▸ **THE TASK**: In the listing below, identify each line with the word "white" and return those lines.

▸ **ENTRIES SHOWN**:
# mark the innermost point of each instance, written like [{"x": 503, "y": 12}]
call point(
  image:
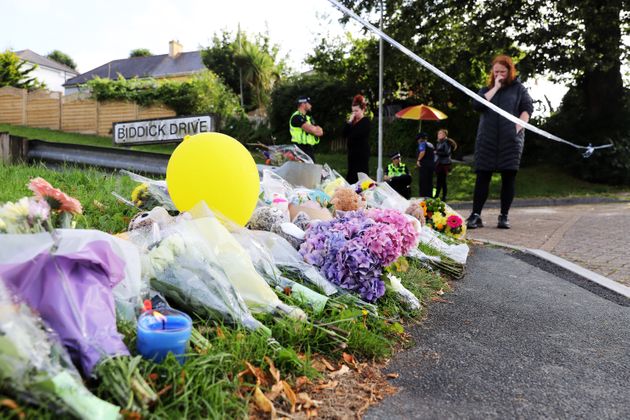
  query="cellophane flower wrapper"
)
[
  {"x": 455, "y": 250},
  {"x": 382, "y": 195},
  {"x": 285, "y": 256},
  {"x": 35, "y": 367},
  {"x": 257, "y": 294},
  {"x": 180, "y": 265},
  {"x": 70, "y": 287},
  {"x": 263, "y": 262},
  {"x": 407, "y": 298}
]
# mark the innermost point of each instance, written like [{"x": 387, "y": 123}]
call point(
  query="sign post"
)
[{"x": 162, "y": 130}]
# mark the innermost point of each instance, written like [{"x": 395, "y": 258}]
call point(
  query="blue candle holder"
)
[{"x": 162, "y": 332}]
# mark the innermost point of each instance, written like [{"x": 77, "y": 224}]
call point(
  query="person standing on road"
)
[
  {"x": 443, "y": 151},
  {"x": 356, "y": 132},
  {"x": 425, "y": 164},
  {"x": 302, "y": 127},
  {"x": 499, "y": 143},
  {"x": 398, "y": 176}
]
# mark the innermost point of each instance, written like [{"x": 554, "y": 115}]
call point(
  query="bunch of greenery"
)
[
  {"x": 16, "y": 72},
  {"x": 202, "y": 94}
]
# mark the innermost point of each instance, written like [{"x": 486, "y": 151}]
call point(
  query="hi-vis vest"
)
[
  {"x": 396, "y": 170},
  {"x": 300, "y": 136}
]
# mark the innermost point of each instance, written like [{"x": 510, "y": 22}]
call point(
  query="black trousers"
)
[
  {"x": 402, "y": 185},
  {"x": 426, "y": 181},
  {"x": 482, "y": 187}
]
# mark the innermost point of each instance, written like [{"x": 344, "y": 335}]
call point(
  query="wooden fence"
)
[{"x": 73, "y": 113}]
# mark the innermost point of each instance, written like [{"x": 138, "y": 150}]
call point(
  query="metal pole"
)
[{"x": 379, "y": 170}]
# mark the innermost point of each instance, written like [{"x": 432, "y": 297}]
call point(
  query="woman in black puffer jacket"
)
[{"x": 500, "y": 142}]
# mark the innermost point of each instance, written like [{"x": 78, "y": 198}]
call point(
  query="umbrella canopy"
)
[{"x": 421, "y": 112}]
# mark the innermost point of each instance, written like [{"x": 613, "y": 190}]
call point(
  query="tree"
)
[
  {"x": 583, "y": 41},
  {"x": 140, "y": 52},
  {"x": 238, "y": 60},
  {"x": 62, "y": 58},
  {"x": 16, "y": 73}
]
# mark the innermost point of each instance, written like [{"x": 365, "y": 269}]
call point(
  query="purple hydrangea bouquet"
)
[{"x": 352, "y": 249}]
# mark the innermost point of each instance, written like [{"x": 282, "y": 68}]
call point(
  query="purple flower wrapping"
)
[{"x": 73, "y": 294}]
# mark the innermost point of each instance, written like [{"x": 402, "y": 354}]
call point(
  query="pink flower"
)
[
  {"x": 57, "y": 199},
  {"x": 454, "y": 221}
]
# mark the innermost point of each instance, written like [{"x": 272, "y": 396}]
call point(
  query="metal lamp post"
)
[{"x": 379, "y": 170}]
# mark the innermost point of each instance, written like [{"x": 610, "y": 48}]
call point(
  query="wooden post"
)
[{"x": 13, "y": 149}]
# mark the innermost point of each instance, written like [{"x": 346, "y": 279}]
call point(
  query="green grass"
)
[
  {"x": 208, "y": 385},
  {"x": 531, "y": 182}
]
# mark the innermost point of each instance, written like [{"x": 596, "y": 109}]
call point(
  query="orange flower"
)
[{"x": 57, "y": 199}]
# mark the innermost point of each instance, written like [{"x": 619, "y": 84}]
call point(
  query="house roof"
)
[
  {"x": 152, "y": 66},
  {"x": 33, "y": 57}
]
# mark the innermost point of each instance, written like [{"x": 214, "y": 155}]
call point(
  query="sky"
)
[{"x": 94, "y": 33}]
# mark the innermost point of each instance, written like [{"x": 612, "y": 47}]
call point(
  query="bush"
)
[{"x": 202, "y": 94}]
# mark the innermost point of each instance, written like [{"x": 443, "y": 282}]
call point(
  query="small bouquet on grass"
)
[
  {"x": 442, "y": 218},
  {"x": 48, "y": 209},
  {"x": 352, "y": 249},
  {"x": 68, "y": 280},
  {"x": 35, "y": 367}
]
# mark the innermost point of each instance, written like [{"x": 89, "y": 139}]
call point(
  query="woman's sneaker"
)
[
  {"x": 474, "y": 221},
  {"x": 503, "y": 222}
]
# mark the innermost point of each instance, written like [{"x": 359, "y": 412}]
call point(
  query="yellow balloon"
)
[{"x": 215, "y": 168}]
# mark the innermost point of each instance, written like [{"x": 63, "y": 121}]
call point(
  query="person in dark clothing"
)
[
  {"x": 425, "y": 164},
  {"x": 302, "y": 127},
  {"x": 499, "y": 143},
  {"x": 357, "y": 133},
  {"x": 398, "y": 176},
  {"x": 443, "y": 151}
]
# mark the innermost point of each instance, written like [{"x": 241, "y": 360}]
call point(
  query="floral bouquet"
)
[
  {"x": 352, "y": 249},
  {"x": 36, "y": 367},
  {"x": 442, "y": 218},
  {"x": 47, "y": 209},
  {"x": 277, "y": 155}
]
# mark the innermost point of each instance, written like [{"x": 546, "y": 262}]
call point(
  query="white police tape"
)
[{"x": 588, "y": 149}]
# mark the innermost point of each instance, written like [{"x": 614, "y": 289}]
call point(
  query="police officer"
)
[
  {"x": 398, "y": 176},
  {"x": 302, "y": 128}
]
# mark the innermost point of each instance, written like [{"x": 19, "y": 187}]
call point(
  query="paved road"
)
[
  {"x": 594, "y": 236},
  {"x": 517, "y": 342}
]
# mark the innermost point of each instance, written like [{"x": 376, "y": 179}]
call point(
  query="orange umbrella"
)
[{"x": 421, "y": 112}]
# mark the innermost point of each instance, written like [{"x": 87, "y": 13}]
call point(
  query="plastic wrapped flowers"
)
[
  {"x": 352, "y": 249},
  {"x": 444, "y": 219}
]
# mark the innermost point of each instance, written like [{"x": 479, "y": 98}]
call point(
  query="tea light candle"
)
[{"x": 160, "y": 333}]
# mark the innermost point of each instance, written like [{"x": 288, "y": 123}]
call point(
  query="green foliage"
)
[
  {"x": 15, "y": 72},
  {"x": 140, "y": 52},
  {"x": 581, "y": 42},
  {"x": 331, "y": 99},
  {"x": 254, "y": 63},
  {"x": 203, "y": 93},
  {"x": 62, "y": 58}
]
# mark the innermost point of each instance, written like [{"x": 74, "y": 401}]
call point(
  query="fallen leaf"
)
[
  {"x": 301, "y": 381},
  {"x": 272, "y": 369},
  {"x": 276, "y": 390},
  {"x": 328, "y": 365},
  {"x": 439, "y": 299},
  {"x": 342, "y": 371},
  {"x": 349, "y": 359},
  {"x": 290, "y": 395},
  {"x": 263, "y": 403}
]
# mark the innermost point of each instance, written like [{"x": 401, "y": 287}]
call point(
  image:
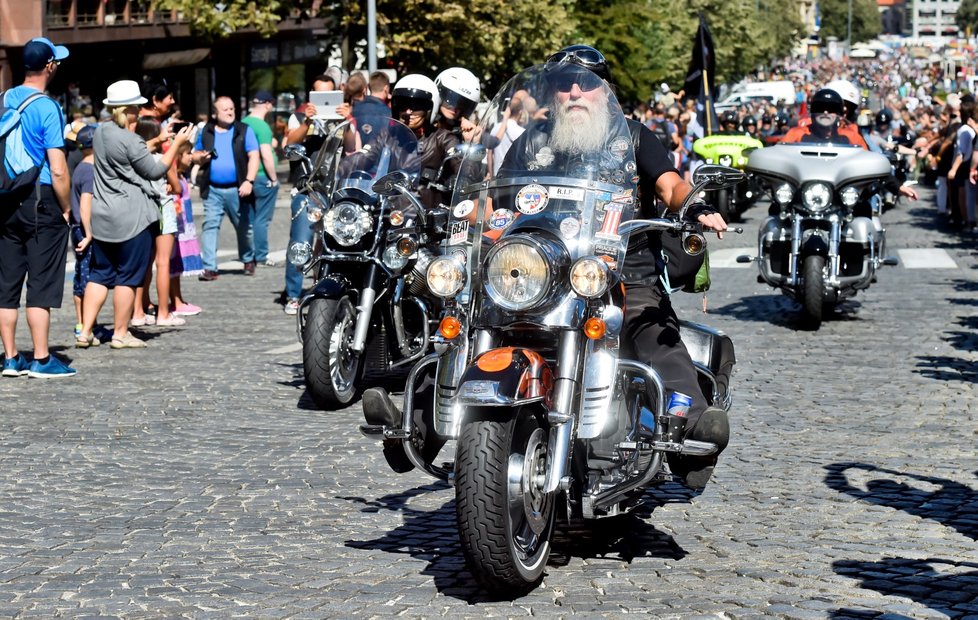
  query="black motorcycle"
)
[{"x": 369, "y": 309}]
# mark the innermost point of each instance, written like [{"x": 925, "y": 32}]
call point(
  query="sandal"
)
[
  {"x": 81, "y": 342},
  {"x": 127, "y": 342}
]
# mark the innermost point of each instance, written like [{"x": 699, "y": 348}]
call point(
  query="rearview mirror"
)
[
  {"x": 295, "y": 152},
  {"x": 712, "y": 177}
]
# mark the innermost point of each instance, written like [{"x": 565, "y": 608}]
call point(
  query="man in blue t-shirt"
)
[
  {"x": 227, "y": 151},
  {"x": 34, "y": 221}
]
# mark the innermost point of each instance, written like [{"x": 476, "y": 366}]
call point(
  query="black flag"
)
[{"x": 700, "y": 78}]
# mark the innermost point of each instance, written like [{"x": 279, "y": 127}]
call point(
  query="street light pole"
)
[
  {"x": 371, "y": 35},
  {"x": 849, "y": 30}
]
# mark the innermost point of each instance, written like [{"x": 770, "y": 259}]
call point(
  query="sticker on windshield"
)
[
  {"x": 459, "y": 232},
  {"x": 619, "y": 147},
  {"x": 569, "y": 227},
  {"x": 625, "y": 196},
  {"x": 463, "y": 208},
  {"x": 566, "y": 193},
  {"x": 460, "y": 254},
  {"x": 532, "y": 199},
  {"x": 500, "y": 219},
  {"x": 610, "y": 221}
]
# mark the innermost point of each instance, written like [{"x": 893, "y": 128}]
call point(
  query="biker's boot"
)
[
  {"x": 695, "y": 471},
  {"x": 379, "y": 410}
]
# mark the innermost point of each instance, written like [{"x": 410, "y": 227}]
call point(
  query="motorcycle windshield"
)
[
  {"x": 565, "y": 171},
  {"x": 385, "y": 145}
]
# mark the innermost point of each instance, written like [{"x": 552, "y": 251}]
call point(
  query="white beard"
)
[{"x": 577, "y": 132}]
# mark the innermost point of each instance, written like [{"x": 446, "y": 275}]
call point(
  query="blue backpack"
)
[{"x": 18, "y": 169}]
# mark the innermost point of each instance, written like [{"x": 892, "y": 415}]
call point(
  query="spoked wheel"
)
[
  {"x": 330, "y": 367},
  {"x": 505, "y": 520},
  {"x": 813, "y": 272}
]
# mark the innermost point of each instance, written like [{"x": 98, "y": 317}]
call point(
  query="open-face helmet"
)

▸ **SOLUTION TO THIS PROBLEM**:
  query="white police tape"
  query="white beard"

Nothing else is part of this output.